Selected passage.
RICHLAND,
Wash. – When Yuri Gorby discovered that a microbe
which transforms toxic metals can sprout tiny electrically
conductive wires from its cell membrane, he reasoned
this anatomical oddity and its metal-changing physiology
must be related.
A colleague who had heard Gorby's presentation at
a scientific meeting later reported that he, too,
was able to coax nanowires from another so-called
metal-reducing bacteria species and further suggested
the wires, called pili, could be used to bioengineer
electrical devices.
It
now turns out that not only are the wires and their
ability to alter metal connected—but that many
other bacteria, including species involved in fermentation
and photosynthesis, can also form wires under a variety
of environmental conditions.

Activities.
• A. Copy everything in the bacterial nanowire passage from "A colleague who" down to "of environmental conditions.".
• B. According to the bacterial nanowire passage, the wires are linked to metal-altering ability. Which other kinds of bacterial species can also form them?

Given data.
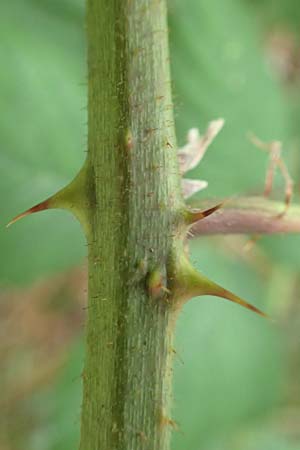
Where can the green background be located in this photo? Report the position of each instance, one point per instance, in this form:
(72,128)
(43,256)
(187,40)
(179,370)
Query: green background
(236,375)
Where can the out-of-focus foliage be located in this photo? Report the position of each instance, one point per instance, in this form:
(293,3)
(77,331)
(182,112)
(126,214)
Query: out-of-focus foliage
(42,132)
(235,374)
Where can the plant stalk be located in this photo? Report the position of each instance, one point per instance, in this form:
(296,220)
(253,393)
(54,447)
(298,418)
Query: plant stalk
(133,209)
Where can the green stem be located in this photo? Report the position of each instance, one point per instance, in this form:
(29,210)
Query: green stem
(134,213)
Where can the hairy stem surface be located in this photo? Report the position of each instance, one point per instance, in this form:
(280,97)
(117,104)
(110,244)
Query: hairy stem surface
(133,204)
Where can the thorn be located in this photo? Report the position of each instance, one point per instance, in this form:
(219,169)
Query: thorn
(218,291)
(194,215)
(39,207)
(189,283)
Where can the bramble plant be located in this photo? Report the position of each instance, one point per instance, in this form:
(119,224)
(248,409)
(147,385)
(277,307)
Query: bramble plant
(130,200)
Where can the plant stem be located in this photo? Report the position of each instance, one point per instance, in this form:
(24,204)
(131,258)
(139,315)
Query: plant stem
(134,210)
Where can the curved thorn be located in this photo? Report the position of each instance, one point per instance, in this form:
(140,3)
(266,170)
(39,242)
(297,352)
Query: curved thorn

...

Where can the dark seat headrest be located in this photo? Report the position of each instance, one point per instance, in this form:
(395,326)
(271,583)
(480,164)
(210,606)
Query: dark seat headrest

Exercise responses.
• A.
A colleague who had heard Gorby's presentation at
a scientific meeting later reported that he, too,
was able to coax nanowires from another so-called
metal-reducing bacteria species and further suggested
the wires, called pili, could be used to bioengineer
electrical devices.
It
now turns out that not only are the wires and their
ability to alter metal connected—but that many
other bacteria, including species involved in fermentation
and photosynthesis, can also form wires under a variety
of environmental conditions.

• B. Species involved in fermentation and photosynthesis can also form the wires.